### Information shown ###
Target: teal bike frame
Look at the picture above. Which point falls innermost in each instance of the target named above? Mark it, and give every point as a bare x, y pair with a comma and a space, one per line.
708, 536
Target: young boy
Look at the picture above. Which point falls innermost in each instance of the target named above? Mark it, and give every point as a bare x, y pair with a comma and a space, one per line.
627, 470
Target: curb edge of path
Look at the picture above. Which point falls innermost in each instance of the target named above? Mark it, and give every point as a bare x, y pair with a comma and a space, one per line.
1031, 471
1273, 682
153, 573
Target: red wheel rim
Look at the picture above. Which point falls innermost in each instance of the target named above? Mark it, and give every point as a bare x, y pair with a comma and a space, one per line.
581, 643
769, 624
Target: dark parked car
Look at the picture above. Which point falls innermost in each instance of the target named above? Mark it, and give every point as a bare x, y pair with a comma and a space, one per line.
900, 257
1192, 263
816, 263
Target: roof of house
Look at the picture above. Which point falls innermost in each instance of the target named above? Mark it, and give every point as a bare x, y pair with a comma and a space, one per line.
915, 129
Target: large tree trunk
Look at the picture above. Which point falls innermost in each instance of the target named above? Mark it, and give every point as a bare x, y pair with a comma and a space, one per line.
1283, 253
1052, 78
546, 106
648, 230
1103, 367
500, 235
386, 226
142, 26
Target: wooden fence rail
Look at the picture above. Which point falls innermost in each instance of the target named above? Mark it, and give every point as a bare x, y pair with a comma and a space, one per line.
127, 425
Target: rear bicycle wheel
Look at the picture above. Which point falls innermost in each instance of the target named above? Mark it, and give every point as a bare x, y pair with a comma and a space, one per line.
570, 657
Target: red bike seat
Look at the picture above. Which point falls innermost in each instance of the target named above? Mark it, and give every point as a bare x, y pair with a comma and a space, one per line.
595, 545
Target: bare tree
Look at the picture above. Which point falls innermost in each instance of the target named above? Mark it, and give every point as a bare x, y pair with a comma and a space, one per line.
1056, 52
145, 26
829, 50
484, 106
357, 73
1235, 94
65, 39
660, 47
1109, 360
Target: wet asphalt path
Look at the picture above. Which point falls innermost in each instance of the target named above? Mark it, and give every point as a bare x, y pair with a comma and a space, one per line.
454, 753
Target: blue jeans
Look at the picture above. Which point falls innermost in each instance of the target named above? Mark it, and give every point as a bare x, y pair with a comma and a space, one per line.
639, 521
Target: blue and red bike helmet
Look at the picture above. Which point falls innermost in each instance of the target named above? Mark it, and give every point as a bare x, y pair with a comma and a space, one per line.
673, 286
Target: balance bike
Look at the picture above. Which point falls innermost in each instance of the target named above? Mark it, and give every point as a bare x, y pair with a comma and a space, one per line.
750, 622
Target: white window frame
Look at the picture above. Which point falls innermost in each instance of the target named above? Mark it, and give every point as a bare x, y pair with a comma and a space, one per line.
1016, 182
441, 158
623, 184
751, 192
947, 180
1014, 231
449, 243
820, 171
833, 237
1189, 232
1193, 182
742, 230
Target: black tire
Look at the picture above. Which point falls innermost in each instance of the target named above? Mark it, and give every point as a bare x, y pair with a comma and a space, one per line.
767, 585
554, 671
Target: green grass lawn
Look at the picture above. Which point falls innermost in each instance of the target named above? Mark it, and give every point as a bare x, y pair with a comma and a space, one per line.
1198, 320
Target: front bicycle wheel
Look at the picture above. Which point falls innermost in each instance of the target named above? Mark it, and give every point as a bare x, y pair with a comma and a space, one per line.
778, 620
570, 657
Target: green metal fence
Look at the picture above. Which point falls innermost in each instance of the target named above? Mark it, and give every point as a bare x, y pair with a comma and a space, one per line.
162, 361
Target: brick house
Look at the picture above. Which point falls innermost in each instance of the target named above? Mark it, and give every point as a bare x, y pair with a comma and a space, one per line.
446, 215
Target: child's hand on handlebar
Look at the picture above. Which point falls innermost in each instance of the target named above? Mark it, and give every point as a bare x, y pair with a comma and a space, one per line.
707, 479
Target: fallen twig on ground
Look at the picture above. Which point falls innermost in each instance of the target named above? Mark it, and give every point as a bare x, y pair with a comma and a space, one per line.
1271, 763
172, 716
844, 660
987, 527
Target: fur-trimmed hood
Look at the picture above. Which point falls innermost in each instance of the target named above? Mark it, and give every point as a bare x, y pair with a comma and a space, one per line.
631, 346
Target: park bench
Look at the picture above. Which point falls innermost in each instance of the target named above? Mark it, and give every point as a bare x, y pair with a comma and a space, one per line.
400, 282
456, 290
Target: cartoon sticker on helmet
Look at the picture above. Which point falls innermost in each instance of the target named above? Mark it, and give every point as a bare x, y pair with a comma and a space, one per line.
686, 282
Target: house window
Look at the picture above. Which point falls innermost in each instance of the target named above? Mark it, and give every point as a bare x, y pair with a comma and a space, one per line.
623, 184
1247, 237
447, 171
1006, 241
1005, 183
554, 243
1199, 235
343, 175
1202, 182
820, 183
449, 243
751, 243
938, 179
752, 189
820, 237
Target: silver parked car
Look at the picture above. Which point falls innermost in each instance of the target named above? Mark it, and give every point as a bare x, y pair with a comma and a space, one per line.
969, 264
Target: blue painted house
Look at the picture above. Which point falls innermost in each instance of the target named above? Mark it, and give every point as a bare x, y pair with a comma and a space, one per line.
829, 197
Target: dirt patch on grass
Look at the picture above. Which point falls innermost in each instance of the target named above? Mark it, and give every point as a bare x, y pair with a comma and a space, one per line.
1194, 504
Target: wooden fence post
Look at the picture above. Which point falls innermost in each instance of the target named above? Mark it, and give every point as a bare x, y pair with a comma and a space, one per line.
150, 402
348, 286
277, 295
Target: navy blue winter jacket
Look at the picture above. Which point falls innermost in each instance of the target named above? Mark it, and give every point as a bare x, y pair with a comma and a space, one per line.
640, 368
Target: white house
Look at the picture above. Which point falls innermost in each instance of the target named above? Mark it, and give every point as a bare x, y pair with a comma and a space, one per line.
###
__Problem details__. Render every one of the lines above as a JSON list of strings, with one string per line and blank lines omitted.

__Solution for this task__.
[
  "Target: teal bike frame",
  "Look at the picture above. Which point falls innermost in each instance of the target named above? Mark it, and give every point as a bare x, y pair with a comma and a space, one per line.",
  "708, 536",
  "Target: young boy",
  "Look at the picture above. Which point falls innermost in each instance of the target named above? Mark it, and give every point as a bare x, y pair with a comma and a space, one per line.",
  "627, 470",
  "Target: curb edge of path",
  "Look at the picture above. Which point falls innermost in each instance of the target named above? Mark it, and give every point as a bare x, y pair with a comma and a space, one per line.",
  "1031, 471",
  "1273, 682",
  "153, 573",
  "Target: red wheel rim",
  "Look at the picture above. Which point falls innermost in each instance of the target named above? Mark it, and give every point as a bare x, y pair with a comma and a space, one per line.",
  "581, 643",
  "769, 624",
  "Target: dark parked car",
  "Look at the picture above. Which point falls innermost in each instance of the target named above? Mark it, and give every point as a bare x, y pair with a comma and a space, one per line.",
  "900, 257",
  "1192, 263",
  "816, 263",
  "Target: roof of house",
  "Look at the picture above. Which point falls innermost in each instance of the target named above? Mark it, and give every point as a bare x, y pair with a comma and a space, one per line.",
  "915, 129",
  "Target: large tree trunk",
  "Look at the picture above. Which point falls innermost in each instance of the target named above? Mark it, and give every point as a bare x, y pair with a comma and a space, one per line.",
  "1283, 253",
  "1052, 78",
  "546, 106",
  "648, 230",
  "1103, 367",
  "500, 235",
  "386, 226",
  "142, 26",
  "Target: wooden fence rail",
  "Look at the picture above. Which point falls innermost in each instance of the target named above? Mark it, and give every point as a bare x, y pair with a comma and a space, one per line.",
  "127, 425",
  "Target: rear bicycle wheel",
  "Look at the picture above. Which point falls innermost in each instance of the target named above? Mark it, and give every point as a bare x, y pair with a comma and a space, one per line.",
  "570, 657",
  "Target: red bike seat",
  "Look at the picture above. Which point falls innermost in each instance of the target named above? Mark it, and give every point as a bare x, y pair with a comma and a space, one per line.",
  "595, 545",
  "Target: bare tree",
  "Look at the picture above. Which point falls innermost in each instance of the target named above? Mark it, and give every point as a bare x, y pair with a comma and a space, one per line.",
  "1056, 52",
  "145, 26",
  "829, 50",
  "484, 106",
  "357, 73",
  "1235, 94",
  "65, 39",
  "660, 47",
  "1109, 360",
  "Target: wet asphalt path",
  "Look at the picture above. Which point falls innermost in each instance of the target named above? Mark it, and give every point as a bare x, y pair with a comma and a space, one per line.",
  "454, 753",
  "Target: blue jeans",
  "Look at the picture above. Which point falls innermost in each instance of the target named above? Mark it, and give every point as a bare x, y pair with a comma and a space, one per line.",
  "639, 521",
  "Target: blue and red bike helmet",
  "Look at the picture above. Which point falls innermost in each instance of the target named above? Mark it, and give every point as a bare x, y pair with a comma and a space, one per line.",
  "673, 286",
  "Target: balance bike",
  "Look at the picture above. Which point falls innermost in each instance of the target named above? Mark it, and give every point as a bare x, y pair with a comma and a space, one per line.",
  "750, 622",
  "Target: white window frame",
  "Look at the picture above. Which point falls innermost in each instance of the target named above? Mark it, and give every point as a bare x, y pair with a comma and a space, one per line.",
  "1016, 182",
  "441, 158",
  "623, 184",
  "751, 192",
  "947, 180",
  "1014, 231",
  "449, 243",
  "820, 171",
  "833, 237",
  "1189, 232",
  "1193, 182",
  "742, 230",
  "Target: black tire",
  "Look at the picture above. Which point falls innermost in each instance of the target named above? Mark it, and give every point as a bare x, y pair with a comma and a space, one per line.",
  "767, 585",
  "554, 671",
  "Target: green grass lawn",
  "Look at the picture above. Which point falls innermost in each instance of the target named above? Mark it, and give every point as a bare x, y pair with a comma and a space, one per line.",
  "1198, 320",
  "Target: front bicycle wheel",
  "Look at the picture above. Which point falls innermost in each instance of the target named above? Mark it, and give every point as a bare x, y pair with a comma and a space, one per line.",
  "778, 620",
  "570, 657",
  "Target: green metal fence",
  "Look at the picture above. Which point falls innermost in each instance of the target named above? Mark it, and give every point as a bare x, y pair with a comma and a space, one per line.",
  "162, 361",
  "Target: brick house",
  "Look at the picture above. Which point falls innermost in each instance of the target named above? Mark it, and give every point as a bare x, y pair with a comma and a space, one per line.",
  "446, 215",
  "Target: child's hand on handlebar",
  "Look at the picture above. Which point falls innermost in each instance of the target named above? Mark it, and give every point as a bare x, y pair with a comma and a space, one per line.",
  "707, 479",
  "Target: fallen twig on ground",
  "Look at the picture above. Which point falls innermost in each instance of the target named above? Mark it, and give every point as a bare x, y pair with a comma and a space, one per line.",
  "1271, 763",
  "172, 716",
  "844, 660",
  "987, 527",
  "Target: fur-trimmed hood",
  "Look at the picture above. Which point falls innermost in each instance of the target named above? Mark it, and give every point as a bare x, y pair with a comma and a space, one per line.",
  "631, 346",
  "Target: park bench",
  "Look at the picture above. Which point falls innermost in each instance of the target named above? Mark it, and give every point as a bare x, y pair with a comma and a space, one per line.",
  "400, 282",
  "456, 290",
  "Target: cartoon sticker on helmet",
  "Look at the picture above. Which point falls innermost in each instance of the target named above? Mark it, and give every point as a bare x, y pair with a comma and a space, one per line.",
  "686, 282",
  "Target: house window",
  "Look at the picture above. Which point falls innermost in each instance of the target named above? Mark it, and give every point as a bare x, y pair with a comma and a space, one per line.",
  "623, 184",
  "1247, 237",
  "447, 171",
  "1006, 241",
  "1005, 183",
  "554, 243",
  "1199, 235",
  "343, 175",
  "1202, 182",
  "820, 183",
  "449, 243",
  "751, 243",
  "938, 179",
  "752, 189",
  "820, 237",
  "Target: silver parked car",
  "Look at the picture above. Which point falls innermost in each instance of the target named above? Mark it, and give every point as a bare x, y pair with a comma and a space, one per line.",
  "969, 264",
  "Target: blue painted house",
  "Look at the picture above. Which point falls innermost in each instance of the target named above? Mark it, and give every point as a bare x, y pair with a comma and a space, one per line.",
  "829, 197",
  "Target: dirt patch on grass",
  "Look at the picture above. Which point falls innermost in each instance of the target named above? Mark it, and give every point as a bare x, y pair with a comma and a space, one per line.",
  "1194, 504",
  "Target: wooden fence post",
  "Look at the picture above. Which point falls innermost in each instance of the target named above? Mark it, and give every point as a bare x, y pair with a comma and a space, one per line.",
  "150, 402",
  "348, 286",
  "277, 295",
  "Target: navy blue winter jacket",
  "Look at the picture above. Which point falls innermost in each instance of the target named above? Mark it, and give every point as a bare x, y pair with a comma and a space, one per line.",
  "640, 368",
  "Target: white house",
  "Look at the picture above. Which point falls innermost in each instance of the target named above? Mark it, and give every point as a bare x, y pair with a comma and a space, one per line."
]